STATED EXERCISE :: Select each line of the material below that contains the string "backrest" and copy it out. The match is case-sensitive.

MATERIAL PROVIDED ::

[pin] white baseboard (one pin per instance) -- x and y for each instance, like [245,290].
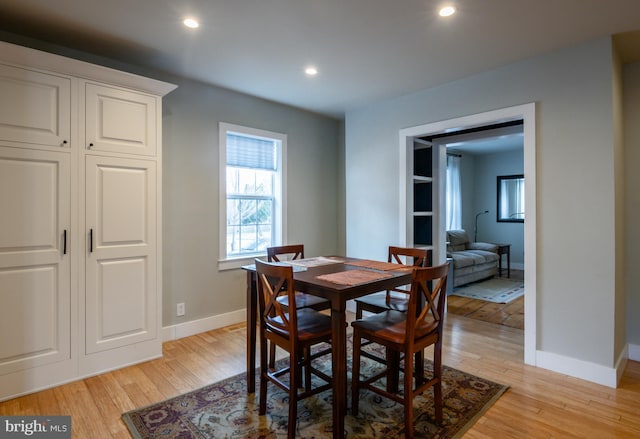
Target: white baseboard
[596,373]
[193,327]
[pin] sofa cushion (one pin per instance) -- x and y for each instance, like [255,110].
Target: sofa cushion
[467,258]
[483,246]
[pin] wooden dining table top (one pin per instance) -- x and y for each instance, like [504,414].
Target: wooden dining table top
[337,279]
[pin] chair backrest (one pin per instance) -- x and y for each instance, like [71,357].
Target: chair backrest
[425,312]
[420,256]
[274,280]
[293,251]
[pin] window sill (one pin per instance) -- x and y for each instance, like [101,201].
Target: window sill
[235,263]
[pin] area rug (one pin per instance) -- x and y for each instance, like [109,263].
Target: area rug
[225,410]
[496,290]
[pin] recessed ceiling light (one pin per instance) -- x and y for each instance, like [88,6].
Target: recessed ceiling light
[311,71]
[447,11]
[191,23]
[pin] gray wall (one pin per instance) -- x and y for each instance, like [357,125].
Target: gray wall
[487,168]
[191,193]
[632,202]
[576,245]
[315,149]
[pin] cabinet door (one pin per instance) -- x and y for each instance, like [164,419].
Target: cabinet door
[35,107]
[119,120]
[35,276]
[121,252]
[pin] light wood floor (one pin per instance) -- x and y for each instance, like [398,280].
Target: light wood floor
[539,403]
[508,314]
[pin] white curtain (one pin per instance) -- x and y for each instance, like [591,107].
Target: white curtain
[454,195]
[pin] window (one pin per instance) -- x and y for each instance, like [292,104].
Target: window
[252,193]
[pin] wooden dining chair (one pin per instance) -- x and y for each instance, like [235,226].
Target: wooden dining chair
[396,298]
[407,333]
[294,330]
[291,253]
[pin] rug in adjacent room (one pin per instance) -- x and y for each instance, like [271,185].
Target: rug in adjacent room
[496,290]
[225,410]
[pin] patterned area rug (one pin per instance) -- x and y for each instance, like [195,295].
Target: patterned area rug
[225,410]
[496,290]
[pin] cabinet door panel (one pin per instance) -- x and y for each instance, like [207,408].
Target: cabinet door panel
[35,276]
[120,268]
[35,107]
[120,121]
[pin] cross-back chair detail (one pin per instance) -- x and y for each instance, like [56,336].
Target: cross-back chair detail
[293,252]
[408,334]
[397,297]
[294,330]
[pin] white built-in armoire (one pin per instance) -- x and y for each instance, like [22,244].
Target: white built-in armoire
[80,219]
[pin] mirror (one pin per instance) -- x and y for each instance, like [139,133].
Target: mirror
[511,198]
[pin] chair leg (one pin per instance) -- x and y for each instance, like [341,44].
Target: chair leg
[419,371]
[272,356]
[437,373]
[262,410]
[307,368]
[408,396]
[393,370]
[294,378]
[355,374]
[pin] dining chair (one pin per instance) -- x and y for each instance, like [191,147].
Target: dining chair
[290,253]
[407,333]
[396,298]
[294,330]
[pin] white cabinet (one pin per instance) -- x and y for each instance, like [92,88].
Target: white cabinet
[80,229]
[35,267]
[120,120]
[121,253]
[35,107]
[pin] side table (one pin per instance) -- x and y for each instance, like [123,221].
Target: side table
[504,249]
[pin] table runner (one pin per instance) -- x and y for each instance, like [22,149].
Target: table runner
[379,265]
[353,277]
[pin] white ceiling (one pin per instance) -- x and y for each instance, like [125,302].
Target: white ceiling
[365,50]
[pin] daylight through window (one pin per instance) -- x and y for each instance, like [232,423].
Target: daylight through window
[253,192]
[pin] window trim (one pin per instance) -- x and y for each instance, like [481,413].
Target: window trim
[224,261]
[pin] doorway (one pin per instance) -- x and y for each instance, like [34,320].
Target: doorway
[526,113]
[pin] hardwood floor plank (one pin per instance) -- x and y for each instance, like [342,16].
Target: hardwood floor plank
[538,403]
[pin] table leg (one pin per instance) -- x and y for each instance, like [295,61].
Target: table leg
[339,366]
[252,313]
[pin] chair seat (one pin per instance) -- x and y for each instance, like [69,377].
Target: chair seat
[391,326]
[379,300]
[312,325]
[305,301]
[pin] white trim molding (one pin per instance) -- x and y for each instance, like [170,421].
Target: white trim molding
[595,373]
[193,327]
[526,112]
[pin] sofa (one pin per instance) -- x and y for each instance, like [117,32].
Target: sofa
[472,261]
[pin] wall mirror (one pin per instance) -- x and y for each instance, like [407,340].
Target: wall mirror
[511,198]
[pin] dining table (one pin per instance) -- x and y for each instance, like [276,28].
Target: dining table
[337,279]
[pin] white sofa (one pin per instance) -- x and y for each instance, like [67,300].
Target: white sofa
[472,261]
--
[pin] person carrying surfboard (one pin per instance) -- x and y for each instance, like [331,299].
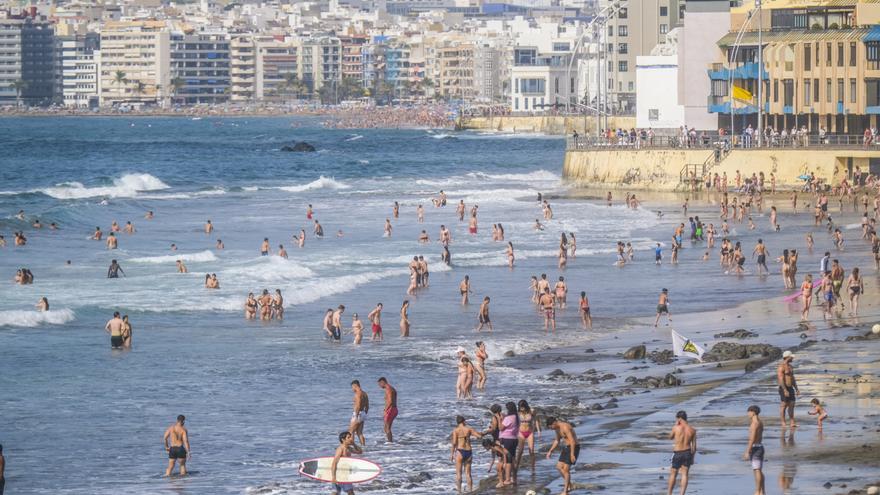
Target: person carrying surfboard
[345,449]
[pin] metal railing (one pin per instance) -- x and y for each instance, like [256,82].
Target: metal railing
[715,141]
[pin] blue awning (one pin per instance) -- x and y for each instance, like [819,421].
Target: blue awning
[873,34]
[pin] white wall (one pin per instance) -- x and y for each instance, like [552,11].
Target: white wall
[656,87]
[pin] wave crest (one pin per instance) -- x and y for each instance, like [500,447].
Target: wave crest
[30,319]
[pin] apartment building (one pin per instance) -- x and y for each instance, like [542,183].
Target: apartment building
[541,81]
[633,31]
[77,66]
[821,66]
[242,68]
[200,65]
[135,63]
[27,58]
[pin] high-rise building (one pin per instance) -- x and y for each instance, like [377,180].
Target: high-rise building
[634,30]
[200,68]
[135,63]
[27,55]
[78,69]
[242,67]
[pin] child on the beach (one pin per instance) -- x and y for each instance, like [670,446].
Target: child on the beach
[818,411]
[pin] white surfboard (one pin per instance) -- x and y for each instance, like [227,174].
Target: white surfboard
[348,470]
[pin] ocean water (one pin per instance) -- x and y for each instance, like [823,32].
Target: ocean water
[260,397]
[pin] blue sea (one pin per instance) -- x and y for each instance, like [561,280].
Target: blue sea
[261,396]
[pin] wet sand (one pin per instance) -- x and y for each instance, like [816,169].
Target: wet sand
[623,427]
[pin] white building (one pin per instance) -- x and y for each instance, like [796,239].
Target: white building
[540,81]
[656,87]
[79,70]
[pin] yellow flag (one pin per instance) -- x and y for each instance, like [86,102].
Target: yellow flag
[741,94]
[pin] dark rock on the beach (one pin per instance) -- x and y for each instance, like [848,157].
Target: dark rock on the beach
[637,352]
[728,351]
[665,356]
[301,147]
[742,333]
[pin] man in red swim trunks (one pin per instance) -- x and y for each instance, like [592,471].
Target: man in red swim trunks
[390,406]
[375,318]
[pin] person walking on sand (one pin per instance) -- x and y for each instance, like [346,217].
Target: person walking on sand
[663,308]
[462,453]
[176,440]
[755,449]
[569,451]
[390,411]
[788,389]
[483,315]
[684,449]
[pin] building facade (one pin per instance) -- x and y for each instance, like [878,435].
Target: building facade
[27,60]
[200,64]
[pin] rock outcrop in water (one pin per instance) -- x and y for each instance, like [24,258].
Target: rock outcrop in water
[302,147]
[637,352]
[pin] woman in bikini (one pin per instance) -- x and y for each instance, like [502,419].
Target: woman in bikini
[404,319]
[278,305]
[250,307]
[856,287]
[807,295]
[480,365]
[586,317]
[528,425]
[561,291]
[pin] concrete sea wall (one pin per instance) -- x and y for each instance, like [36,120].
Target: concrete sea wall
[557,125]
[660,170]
---
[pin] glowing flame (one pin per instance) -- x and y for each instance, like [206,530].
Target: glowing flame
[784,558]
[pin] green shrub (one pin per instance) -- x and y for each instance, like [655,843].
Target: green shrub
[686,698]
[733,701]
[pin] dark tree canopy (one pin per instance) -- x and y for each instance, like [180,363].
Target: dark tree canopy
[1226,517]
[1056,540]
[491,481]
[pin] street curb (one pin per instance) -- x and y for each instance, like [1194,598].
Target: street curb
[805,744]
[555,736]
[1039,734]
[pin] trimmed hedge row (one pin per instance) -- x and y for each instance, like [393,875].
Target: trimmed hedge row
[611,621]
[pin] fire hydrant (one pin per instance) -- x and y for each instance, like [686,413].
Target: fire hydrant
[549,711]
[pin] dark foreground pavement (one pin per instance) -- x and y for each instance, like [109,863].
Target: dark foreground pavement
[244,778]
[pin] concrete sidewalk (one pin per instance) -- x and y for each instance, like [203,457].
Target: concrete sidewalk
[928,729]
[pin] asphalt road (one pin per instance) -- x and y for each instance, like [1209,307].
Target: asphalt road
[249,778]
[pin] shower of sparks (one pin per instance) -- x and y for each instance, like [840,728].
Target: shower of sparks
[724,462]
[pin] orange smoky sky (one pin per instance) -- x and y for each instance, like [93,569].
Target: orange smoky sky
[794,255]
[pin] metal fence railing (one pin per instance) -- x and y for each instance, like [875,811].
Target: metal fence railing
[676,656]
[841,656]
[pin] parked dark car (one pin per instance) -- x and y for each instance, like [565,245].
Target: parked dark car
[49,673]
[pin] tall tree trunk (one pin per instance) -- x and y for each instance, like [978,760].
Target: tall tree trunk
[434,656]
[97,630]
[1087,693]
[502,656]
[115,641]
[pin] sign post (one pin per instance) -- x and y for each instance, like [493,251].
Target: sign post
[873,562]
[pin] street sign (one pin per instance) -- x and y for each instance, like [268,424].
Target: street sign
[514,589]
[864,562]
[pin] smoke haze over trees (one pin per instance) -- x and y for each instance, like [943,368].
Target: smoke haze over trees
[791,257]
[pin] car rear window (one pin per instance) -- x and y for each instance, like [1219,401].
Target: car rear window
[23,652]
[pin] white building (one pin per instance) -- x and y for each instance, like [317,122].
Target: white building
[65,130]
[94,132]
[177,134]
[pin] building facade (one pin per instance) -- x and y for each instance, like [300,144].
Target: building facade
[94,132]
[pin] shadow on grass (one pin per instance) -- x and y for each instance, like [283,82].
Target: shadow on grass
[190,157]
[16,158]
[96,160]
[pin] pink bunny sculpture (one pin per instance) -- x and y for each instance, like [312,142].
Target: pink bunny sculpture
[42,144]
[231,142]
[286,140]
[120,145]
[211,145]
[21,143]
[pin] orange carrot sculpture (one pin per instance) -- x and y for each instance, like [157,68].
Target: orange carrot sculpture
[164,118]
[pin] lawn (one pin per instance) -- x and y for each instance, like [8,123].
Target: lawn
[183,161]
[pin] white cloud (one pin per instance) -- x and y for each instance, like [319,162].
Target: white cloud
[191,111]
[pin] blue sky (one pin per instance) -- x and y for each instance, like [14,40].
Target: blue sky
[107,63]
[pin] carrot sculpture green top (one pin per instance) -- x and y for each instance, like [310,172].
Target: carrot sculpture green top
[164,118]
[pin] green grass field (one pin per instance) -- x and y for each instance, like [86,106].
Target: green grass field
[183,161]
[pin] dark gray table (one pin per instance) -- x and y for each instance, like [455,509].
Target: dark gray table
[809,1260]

THE RESPONSE ::
[pin] chair backrest (one pin per instance) -- x and y for each instance, like [71,357].
Target: chair backrest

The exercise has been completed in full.